### Material supplied

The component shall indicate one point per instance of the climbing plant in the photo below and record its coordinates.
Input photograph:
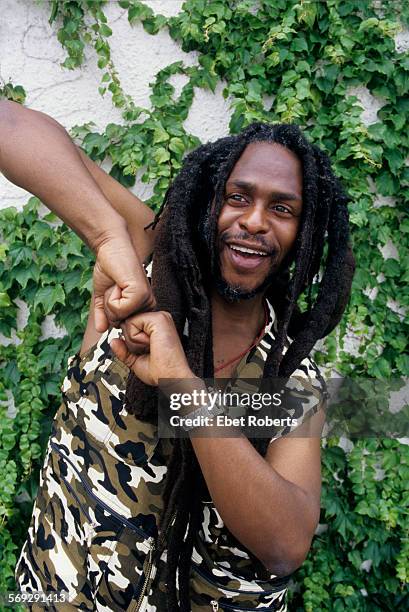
(278, 61)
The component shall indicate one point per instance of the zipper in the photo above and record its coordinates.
(147, 570)
(215, 608)
(147, 566)
(103, 505)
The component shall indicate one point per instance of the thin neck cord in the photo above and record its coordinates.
(256, 341)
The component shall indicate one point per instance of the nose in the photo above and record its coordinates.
(255, 220)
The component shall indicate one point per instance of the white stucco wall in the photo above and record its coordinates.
(31, 55)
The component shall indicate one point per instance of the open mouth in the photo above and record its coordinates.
(246, 258)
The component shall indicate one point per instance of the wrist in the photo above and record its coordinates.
(115, 230)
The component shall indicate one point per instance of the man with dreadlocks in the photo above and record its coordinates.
(125, 520)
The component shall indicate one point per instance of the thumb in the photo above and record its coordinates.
(100, 318)
(121, 351)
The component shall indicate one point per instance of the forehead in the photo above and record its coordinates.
(269, 164)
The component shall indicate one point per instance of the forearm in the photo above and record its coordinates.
(39, 156)
(272, 516)
(268, 514)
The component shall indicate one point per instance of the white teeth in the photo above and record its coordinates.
(246, 250)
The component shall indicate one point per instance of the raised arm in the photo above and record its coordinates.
(37, 154)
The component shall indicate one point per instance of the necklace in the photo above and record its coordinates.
(256, 341)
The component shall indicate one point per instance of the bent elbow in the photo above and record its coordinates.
(287, 562)
(7, 112)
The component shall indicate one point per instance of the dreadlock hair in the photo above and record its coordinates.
(180, 282)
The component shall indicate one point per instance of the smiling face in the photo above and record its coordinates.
(260, 217)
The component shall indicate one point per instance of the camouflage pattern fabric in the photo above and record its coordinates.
(94, 523)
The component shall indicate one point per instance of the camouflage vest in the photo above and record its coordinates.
(95, 520)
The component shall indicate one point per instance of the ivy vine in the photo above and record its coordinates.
(279, 61)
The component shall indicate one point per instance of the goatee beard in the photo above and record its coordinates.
(235, 293)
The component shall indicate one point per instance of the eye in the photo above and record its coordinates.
(235, 199)
(281, 209)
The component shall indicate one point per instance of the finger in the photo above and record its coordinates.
(100, 318)
(120, 349)
(122, 302)
(136, 340)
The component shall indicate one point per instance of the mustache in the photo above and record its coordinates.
(256, 240)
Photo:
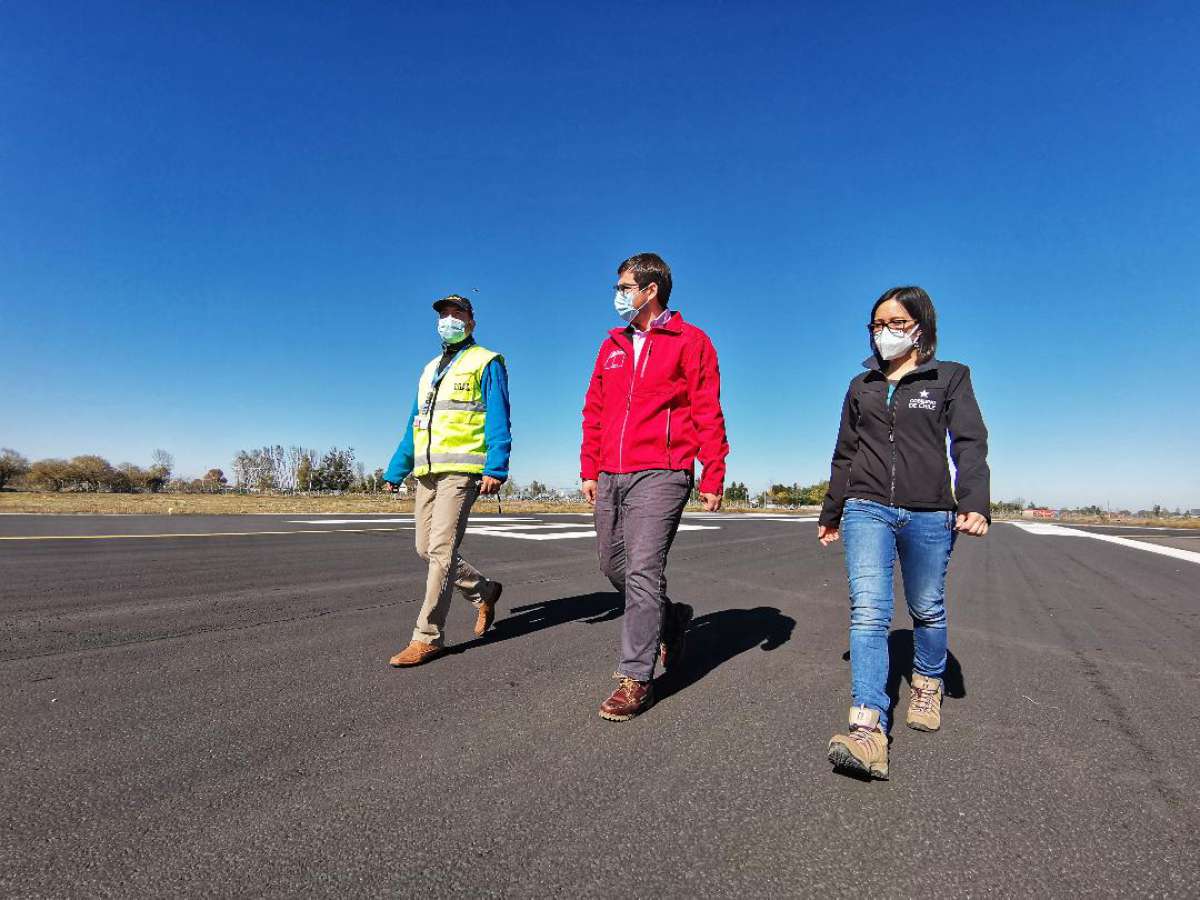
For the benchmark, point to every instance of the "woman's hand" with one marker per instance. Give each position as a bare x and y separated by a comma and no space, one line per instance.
972,523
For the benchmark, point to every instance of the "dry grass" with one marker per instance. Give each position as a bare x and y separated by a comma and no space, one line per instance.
231,504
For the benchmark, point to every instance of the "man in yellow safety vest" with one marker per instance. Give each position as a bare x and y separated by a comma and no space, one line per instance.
457,444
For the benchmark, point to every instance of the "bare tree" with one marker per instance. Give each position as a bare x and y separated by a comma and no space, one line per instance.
12,466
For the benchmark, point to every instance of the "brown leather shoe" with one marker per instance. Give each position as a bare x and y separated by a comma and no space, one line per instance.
629,700
415,654
487,611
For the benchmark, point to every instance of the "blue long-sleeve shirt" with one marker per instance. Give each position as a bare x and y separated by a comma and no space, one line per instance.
497,429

######

Every line of the data above should be quoted exactly. Omit the pictures.

- _Output of the exercise_
The component shall indicate one point per instance of the climbing plant in the photo below and record its coordinates.
Input photograph:
(278, 61)
The component shall indicate one point per instance of the zipper in the photo above and record its coordinates.
(147, 570)
(215, 608)
(147, 566)
(103, 505)
The component shall indicate one point per instance of the thin neck cord in the photo above and record its coordinates.
(256, 341)
The component shall indicate one point per instance of the nose in the photo above and record its coordinates.
(255, 220)
The component shall indicate one point per instance of the white stucco wall in the photo above and record its coordinates.
(31, 55)
The component shall indicate one point per instance of the open mouth in the photo above and record its coordinates.
(246, 258)
The component shall indicate one point per instance of the wrist in the photo above and record its coordinates.
(115, 230)
The component shall indicate one point per instance of the man with dreadlocks in the photo above and record its coordinates.
(125, 520)
The component shall indicate one point per instance of the thumb in the photo above and record its coordinates.
(100, 318)
(121, 351)
The component shall indicate one point per instance of the forehead in the photo above and record its coordinates.
(269, 164)
The component shall indicate one point per instance of the forearm in the photo above and record its coordinates.
(39, 156)
(272, 516)
(268, 514)
The component shall indicate one point per instance of the white teeth in the photo above and record its coordinates.
(246, 250)
The component shall indicate one point per instance of the raised arm in the photo above and record its coordinates.
(37, 154)
The component shall indicate one point per instance of the necklace in the photo above and record its coordinates.
(256, 341)
The component shall indicate one point per instance of the bent elbow in the photo above and record its coordinates.
(287, 562)
(7, 112)
The component shall indicate one point per instance of the dreadlock hair in the photo above and record its coordinates.
(180, 282)
The component shall indicate one point per instance of the smiling face in the photo above and record its coordinates.
(260, 217)
The component shall indicate one point per instance of the camouflage pattern fabric in the photo above and record its coordinates.
(94, 523)
The component shall indicate one point per instance of the camouflage vest in the photo above and record its coordinates.
(95, 520)
The component shall indicate one point per instance of the ivy vine in the photo above and record its coordinates.
(279, 61)
The component shall indicate one point per instance of the goatee beard in the photo above and record its coordinates.
(235, 293)
The component shall indicate one point per instance of the eye in the photo above and record its coordinates.
(235, 199)
(281, 209)
The component shall indicate one point per instance of the finger in the photo above and record its coordinates.
(100, 318)
(120, 349)
(122, 302)
(136, 340)
The component shall indicate one point per instance of the mustache in the photo above and record its coordinates.
(256, 240)
Photo:
For the benchmark, point to every instance of the "woman's hand" with one marker per instance. Give each position as a bare x and y separated by a comma and no space, one line per instance.
972,523
For the benchmark, point to every instance of the "dry grass" with one marker per instance. Give each position as a bare x and y separated by a comma and no space, one line per instance.
231,504
For the benchmark, point to every instance of the "man in yellow safety vest" with one marker per instance. Give each position as a bare x and y separated by a comma and no space, one line per instance.
457,444
For the benchmark, point to every instance of the "bare tree" with one marker per instance. Give each position as a bare x and y separated by a comma and no space, one line per instance.
12,466
For the benchmark, point to every instance of the "brown leather shoe" with one marker per instance. Give each position as a bare x and y separated by a comma and no space, one line per instance.
629,700
415,654
487,611
For the benchmark, point to every instance of the "blue long-sleeve shirt" with one marker per instance. Give each position as a bare x and y separated by a comma and no space, one line per instance.
497,429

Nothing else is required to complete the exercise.